Dataset entries
----------
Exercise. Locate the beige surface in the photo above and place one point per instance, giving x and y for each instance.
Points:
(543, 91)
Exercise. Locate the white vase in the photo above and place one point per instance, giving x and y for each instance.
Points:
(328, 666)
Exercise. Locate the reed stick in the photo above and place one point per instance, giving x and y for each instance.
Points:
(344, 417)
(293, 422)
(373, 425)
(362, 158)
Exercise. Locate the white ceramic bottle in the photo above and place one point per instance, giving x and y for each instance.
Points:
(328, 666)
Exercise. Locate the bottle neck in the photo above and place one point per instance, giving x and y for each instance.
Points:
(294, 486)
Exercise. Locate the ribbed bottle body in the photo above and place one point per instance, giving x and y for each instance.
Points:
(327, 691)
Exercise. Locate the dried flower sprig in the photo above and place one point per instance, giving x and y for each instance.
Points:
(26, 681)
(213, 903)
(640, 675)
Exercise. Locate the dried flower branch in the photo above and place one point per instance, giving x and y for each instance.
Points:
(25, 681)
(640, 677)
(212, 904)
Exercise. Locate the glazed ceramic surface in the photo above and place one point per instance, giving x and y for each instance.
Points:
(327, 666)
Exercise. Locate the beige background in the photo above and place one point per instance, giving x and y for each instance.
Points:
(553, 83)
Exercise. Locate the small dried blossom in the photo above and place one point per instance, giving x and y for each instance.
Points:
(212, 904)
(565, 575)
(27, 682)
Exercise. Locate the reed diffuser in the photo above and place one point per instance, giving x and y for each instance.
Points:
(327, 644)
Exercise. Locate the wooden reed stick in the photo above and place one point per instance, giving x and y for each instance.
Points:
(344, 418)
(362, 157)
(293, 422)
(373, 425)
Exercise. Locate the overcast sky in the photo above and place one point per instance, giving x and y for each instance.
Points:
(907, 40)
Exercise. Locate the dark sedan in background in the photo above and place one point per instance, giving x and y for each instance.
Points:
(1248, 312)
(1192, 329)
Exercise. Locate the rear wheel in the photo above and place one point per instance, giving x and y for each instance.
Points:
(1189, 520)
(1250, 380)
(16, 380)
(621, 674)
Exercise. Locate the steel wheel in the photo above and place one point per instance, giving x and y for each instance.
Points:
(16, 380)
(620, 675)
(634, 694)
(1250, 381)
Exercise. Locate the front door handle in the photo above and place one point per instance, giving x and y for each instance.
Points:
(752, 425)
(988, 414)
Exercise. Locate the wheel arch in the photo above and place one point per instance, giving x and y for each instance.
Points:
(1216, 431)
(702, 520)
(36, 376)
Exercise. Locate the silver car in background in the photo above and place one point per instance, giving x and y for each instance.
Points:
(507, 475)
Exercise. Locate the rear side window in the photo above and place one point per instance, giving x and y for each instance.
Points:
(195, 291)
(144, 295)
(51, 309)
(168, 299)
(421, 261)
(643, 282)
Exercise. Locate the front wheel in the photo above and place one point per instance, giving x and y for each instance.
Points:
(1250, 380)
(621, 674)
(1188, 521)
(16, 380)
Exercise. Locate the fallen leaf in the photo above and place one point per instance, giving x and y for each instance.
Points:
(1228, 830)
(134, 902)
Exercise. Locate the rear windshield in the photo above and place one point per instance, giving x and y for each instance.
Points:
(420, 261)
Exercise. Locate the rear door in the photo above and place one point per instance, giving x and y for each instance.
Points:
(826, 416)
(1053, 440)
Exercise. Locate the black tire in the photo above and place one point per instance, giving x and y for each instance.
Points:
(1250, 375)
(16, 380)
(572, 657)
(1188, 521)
----------
To do
Reproduce the records above word for word.

The completed task
Exercise. Locate the beige surface in the photo above and place one point per instance, giving x and y for each instance.
Points:
(543, 91)
Exercise. Locate the white vase in the photo above and place one point per instance, giving x and y for each instance.
Points:
(328, 666)
Exercise. Locate the reed stick in the photo above and place one point per instance, giving x and y for each instance.
Points:
(344, 417)
(293, 422)
(373, 425)
(362, 158)
Exercise. Locate the white ceramic bottle in the photo above and place one point per instance, giving x and y for each instance.
Points:
(328, 666)
Exercise. Locate the bottle neck in the photo above and place one point per instance, giving x and y for each instance.
Points:
(294, 486)
Exercise. Locate the ribbed bottle body in the photo above and place one point per instance, giving x and y for each instance.
Points:
(327, 691)
Exercise. Locate the dried flower sprig in the photo above and place one point per instance, giving x and y for each instance.
Points:
(26, 681)
(213, 903)
(640, 675)
Exercise. Locate the dried flower branch in the photo above and place one point per instance, giving x and y for each instance.
Points:
(25, 681)
(640, 677)
(212, 904)
Exercise. Locate the glazed ceramic surface in the photo above and place one point per instance, giving x and y for each instance.
Points:
(327, 666)
Exercise. Locate the beige background in the photo above and place one point per instance, giving x and y for each instance.
Points:
(553, 83)
Exercise. Locate the small dried blossom in the photo above and place one point per instance, giving x and y for each instance.
Points:
(212, 904)
(565, 575)
(27, 682)
Exercise. Locate the reed diffuser in the photo above and place one point per instance, giving x and y for each instance.
Points:
(327, 644)
Exercise. Locate the wooden reed stick in the photo above and place one point per instance, giving x and y for each instance.
Points:
(344, 418)
(362, 157)
(293, 422)
(373, 425)
Exercise. Locate the overcast sky in the photo above and place one point per instance, giving x and y for each instance.
Points:
(907, 40)
Exercise. Locate the dark sedan in background in the photo above and place one point per instance, giving x and y for each instance.
Points:
(1248, 312)
(1192, 329)
Exercise. Locate the rear wheel in the photo above and place one point per instance, giving x and y for each instance.
Points:
(1189, 520)
(1250, 380)
(16, 380)
(621, 674)
Exercise. Locate the steel wheel in the photo above and place one point per instance, giving x and y for each instance.
Points:
(16, 380)
(620, 675)
(634, 694)
(1250, 381)
Exercise. Locate the front door handle in the photo above and place one point per instance, giving x and y for each instance.
Points:
(752, 425)
(988, 414)
Exercise. Locate the wheel arch in the photo above and place one point per instance, giving x and y for each instance.
Points:
(1216, 431)
(702, 520)
(36, 376)
Exercise. Locate the silver car in background in the photo above and place one point per instance, giving x and y for each instance.
Points:
(507, 475)
Exercise. Locate the rear side window in the photo above and place one point per instance, giving x and y for each instance.
Points:
(195, 291)
(144, 295)
(51, 309)
(168, 299)
(421, 261)
(643, 282)
Exercise. Locate the front wheel in the photo above and place one point per instance, giving x and y for each instance.
Points:
(1250, 380)
(621, 674)
(1188, 521)
(16, 380)
Exercise. Locate the fallen leaf in the photo above and place one point per instance, giving x and y for each instance.
Points:
(1228, 830)
(134, 902)
Exercise. Locate the rear windshield in the photo above and place one point per instance, giving x and y for each instance.
Points:
(420, 261)
Exercise. Locate the rear door in the photo above and place one point per instance, giving x and y for each instance.
Points:
(826, 416)
(1053, 440)
Exercise. Locate the black tire in the photo above and place one point per instance, giving x and y for each instance.
Points:
(1250, 375)
(16, 380)
(572, 657)
(1188, 521)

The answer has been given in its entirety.